* [TASK REQUIREMENTS] The lines below that include the word "throw" are to be reported.

[Recorded data]
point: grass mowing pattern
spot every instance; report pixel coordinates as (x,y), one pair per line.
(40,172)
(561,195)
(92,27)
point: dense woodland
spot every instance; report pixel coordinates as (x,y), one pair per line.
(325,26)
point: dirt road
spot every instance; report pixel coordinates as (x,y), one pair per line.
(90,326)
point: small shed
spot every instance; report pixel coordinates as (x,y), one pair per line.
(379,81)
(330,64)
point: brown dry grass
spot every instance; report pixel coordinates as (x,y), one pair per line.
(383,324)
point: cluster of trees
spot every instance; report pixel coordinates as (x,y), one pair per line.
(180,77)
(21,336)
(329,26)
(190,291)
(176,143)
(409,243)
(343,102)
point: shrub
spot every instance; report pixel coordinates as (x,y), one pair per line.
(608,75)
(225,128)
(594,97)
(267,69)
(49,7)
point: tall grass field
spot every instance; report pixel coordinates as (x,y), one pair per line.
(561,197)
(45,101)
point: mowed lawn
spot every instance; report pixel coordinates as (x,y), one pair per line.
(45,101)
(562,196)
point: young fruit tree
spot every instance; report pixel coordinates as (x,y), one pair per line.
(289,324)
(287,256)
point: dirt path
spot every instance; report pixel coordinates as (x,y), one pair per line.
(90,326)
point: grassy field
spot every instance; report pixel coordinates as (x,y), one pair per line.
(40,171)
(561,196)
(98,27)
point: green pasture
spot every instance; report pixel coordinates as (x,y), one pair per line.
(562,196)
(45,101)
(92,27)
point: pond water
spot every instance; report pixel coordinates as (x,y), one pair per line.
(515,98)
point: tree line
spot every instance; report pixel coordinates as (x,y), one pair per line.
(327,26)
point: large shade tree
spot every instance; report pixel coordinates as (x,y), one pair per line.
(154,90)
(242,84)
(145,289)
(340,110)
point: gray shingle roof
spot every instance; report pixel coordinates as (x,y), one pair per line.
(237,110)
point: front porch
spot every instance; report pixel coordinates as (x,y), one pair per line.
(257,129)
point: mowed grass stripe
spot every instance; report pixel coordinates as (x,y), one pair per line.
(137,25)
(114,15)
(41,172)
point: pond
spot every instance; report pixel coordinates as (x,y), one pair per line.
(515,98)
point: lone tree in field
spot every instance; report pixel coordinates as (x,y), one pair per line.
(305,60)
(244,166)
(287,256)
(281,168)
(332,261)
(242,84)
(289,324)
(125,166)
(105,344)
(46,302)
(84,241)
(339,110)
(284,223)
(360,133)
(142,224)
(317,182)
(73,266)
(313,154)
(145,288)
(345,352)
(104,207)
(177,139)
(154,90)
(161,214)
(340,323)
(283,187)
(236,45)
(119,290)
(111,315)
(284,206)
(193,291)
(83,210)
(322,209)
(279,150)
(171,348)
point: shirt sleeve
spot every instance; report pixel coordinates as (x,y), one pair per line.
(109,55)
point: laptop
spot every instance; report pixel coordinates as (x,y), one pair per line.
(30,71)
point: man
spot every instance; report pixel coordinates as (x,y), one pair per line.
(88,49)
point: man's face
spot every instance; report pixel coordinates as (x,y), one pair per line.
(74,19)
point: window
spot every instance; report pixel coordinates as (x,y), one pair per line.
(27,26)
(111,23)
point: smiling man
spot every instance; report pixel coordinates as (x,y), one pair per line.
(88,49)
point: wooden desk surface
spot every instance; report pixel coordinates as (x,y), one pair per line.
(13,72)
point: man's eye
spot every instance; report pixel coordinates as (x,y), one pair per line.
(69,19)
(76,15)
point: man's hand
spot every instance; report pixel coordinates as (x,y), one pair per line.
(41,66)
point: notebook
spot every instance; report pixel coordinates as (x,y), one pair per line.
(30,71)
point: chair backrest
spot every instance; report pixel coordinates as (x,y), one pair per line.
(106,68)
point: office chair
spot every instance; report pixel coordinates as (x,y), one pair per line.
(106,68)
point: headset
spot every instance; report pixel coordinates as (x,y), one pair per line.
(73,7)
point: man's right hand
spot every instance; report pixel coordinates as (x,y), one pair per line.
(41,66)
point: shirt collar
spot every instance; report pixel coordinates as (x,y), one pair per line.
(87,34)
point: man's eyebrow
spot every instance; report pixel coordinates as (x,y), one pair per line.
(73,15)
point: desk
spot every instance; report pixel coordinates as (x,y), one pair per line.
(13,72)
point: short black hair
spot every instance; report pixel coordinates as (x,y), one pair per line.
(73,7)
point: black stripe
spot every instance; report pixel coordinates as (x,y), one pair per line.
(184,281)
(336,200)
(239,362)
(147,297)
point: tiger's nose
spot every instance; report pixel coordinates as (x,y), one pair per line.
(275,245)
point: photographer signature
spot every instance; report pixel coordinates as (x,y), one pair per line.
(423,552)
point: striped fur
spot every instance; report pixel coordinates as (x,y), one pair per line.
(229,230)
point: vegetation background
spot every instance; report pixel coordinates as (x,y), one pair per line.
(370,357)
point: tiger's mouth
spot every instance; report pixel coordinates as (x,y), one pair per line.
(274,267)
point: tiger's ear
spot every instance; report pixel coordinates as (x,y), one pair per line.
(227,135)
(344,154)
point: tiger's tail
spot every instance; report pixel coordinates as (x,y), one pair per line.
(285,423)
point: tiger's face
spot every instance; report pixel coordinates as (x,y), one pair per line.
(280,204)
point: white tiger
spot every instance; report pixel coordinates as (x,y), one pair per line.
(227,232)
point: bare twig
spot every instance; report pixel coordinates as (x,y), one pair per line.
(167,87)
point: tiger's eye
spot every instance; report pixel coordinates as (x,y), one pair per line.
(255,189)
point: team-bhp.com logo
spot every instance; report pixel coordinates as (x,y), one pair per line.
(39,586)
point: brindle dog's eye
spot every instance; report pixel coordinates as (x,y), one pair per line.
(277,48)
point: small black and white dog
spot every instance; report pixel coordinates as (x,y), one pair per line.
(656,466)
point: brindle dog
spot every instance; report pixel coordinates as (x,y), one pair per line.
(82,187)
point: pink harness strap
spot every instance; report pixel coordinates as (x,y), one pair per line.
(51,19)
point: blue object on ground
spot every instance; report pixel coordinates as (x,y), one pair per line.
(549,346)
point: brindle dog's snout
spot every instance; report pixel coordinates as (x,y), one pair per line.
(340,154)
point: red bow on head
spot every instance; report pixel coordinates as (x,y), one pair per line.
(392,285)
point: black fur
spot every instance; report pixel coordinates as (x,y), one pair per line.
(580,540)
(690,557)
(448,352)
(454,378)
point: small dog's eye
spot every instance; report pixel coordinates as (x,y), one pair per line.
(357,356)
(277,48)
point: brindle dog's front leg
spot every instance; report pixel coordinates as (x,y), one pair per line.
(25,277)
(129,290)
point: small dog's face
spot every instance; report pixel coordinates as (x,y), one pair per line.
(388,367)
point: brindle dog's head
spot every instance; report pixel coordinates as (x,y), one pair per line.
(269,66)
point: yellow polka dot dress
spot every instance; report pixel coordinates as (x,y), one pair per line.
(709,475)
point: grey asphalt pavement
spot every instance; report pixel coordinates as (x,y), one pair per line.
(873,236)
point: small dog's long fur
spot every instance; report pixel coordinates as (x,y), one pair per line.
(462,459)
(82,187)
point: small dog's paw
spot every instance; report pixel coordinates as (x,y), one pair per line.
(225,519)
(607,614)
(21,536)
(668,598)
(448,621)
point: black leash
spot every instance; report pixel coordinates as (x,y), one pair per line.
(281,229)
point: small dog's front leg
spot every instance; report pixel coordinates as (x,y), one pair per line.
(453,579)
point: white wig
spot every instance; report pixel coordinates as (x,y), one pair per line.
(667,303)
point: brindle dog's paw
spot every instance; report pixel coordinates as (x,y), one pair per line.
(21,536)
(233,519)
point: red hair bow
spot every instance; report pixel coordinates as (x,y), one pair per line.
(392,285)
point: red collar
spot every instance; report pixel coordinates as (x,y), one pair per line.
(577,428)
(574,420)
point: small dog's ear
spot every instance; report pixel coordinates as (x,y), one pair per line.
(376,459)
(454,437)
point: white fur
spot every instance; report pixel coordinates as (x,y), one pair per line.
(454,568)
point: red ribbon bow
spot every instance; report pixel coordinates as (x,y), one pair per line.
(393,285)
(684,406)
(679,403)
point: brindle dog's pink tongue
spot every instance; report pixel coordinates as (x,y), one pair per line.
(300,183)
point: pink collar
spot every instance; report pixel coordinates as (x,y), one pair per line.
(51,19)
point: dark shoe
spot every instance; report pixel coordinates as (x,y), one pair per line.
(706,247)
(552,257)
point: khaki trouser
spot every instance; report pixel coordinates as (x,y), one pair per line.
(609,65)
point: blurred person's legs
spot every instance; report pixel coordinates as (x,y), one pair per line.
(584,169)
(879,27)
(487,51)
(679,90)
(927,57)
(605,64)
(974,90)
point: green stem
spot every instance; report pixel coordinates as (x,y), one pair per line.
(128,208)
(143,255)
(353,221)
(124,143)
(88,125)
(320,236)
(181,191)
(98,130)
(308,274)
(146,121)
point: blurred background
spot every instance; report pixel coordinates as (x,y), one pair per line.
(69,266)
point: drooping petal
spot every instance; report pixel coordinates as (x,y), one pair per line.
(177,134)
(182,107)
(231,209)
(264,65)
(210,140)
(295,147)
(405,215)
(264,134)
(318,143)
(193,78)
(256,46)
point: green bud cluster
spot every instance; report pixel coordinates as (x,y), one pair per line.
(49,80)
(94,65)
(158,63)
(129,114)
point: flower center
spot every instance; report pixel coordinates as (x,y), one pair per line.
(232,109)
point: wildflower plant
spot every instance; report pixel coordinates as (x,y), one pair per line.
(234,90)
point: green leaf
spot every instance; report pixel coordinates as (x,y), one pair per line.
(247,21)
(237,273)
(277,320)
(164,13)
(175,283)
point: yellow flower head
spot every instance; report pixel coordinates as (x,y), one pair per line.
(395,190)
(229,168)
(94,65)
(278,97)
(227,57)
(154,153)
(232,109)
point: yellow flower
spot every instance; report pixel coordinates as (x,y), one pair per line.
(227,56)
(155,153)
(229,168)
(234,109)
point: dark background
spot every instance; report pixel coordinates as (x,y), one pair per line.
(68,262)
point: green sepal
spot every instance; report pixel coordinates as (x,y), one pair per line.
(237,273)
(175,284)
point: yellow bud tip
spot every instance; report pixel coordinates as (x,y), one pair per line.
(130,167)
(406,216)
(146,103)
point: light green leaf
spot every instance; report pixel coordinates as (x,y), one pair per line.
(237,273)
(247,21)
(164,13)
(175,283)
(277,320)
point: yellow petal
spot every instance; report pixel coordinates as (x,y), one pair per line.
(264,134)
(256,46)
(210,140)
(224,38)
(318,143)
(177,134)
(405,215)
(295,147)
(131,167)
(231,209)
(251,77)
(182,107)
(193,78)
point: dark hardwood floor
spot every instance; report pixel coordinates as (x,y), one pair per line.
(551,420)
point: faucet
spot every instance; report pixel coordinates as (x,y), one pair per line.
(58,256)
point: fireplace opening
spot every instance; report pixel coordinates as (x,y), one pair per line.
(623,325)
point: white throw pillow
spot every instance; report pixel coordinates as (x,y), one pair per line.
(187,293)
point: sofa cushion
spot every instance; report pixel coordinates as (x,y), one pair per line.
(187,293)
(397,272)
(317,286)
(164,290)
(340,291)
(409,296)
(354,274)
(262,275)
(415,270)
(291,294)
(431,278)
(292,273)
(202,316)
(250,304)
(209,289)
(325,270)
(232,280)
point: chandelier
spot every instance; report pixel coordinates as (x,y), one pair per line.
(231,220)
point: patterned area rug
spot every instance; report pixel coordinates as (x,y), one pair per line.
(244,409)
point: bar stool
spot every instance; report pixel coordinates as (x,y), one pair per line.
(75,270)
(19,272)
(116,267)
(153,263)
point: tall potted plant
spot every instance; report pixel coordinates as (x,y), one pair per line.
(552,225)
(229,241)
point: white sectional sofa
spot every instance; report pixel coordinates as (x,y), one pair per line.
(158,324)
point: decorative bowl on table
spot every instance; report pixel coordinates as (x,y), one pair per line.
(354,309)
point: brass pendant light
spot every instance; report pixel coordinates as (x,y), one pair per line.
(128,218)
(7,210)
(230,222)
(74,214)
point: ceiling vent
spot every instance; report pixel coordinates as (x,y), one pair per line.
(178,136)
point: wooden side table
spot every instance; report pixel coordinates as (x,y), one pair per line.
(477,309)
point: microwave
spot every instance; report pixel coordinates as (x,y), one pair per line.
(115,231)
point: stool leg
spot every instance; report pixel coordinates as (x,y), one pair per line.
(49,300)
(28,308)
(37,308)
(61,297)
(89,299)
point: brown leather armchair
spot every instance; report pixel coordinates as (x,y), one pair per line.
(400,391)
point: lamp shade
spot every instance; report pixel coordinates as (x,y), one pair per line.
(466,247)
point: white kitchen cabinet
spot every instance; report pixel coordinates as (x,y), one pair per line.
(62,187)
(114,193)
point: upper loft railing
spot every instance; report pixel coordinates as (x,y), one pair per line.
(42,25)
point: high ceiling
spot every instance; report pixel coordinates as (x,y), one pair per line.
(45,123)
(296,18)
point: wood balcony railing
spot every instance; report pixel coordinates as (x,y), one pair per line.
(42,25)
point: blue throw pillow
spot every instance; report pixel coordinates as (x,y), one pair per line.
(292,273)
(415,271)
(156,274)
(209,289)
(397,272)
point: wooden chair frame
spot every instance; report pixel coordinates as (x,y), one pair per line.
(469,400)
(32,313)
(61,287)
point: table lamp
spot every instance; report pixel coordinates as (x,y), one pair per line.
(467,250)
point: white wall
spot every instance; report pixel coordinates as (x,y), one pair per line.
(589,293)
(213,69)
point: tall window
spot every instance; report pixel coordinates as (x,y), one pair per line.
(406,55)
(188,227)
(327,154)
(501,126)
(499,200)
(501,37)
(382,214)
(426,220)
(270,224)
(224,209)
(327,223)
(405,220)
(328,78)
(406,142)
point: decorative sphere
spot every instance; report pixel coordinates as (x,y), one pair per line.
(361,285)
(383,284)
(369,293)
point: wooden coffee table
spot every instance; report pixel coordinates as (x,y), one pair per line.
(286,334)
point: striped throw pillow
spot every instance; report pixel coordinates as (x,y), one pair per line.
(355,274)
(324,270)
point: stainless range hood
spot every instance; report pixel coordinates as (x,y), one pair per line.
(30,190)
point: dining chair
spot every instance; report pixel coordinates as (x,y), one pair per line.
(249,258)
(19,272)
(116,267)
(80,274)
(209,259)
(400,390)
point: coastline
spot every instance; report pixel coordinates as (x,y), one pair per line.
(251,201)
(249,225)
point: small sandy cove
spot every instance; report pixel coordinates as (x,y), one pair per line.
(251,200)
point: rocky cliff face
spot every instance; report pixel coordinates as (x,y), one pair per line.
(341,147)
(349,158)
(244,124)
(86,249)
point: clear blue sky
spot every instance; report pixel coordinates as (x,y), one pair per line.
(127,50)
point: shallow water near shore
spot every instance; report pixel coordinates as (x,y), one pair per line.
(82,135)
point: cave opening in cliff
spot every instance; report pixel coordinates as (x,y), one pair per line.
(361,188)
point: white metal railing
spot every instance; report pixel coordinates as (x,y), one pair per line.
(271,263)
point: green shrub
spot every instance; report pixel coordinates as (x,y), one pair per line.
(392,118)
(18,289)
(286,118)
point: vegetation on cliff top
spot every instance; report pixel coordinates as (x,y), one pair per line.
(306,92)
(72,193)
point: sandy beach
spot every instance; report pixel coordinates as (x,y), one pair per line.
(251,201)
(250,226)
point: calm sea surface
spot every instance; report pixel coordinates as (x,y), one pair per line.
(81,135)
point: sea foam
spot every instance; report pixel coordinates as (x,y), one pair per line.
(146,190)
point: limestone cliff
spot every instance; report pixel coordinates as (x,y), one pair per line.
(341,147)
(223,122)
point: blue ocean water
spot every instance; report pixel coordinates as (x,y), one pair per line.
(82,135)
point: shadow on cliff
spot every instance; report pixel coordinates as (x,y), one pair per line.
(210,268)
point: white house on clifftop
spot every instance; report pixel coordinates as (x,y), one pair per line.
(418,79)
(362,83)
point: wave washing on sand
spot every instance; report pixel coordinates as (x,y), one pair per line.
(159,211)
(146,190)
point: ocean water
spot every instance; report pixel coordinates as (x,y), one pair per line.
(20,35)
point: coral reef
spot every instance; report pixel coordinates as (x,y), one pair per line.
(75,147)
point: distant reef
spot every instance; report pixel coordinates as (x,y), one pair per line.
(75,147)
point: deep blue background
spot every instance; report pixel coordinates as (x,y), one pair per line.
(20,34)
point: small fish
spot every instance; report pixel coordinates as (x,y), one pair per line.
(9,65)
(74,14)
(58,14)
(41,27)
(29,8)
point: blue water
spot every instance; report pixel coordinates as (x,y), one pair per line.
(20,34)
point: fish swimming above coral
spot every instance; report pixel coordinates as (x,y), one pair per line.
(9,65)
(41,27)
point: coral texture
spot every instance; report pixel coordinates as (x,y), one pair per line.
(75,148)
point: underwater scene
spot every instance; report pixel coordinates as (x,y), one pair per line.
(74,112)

* [ANSWER SECTION]
point: white throw pillow
point: blue throw pillow
point: striped throw pillow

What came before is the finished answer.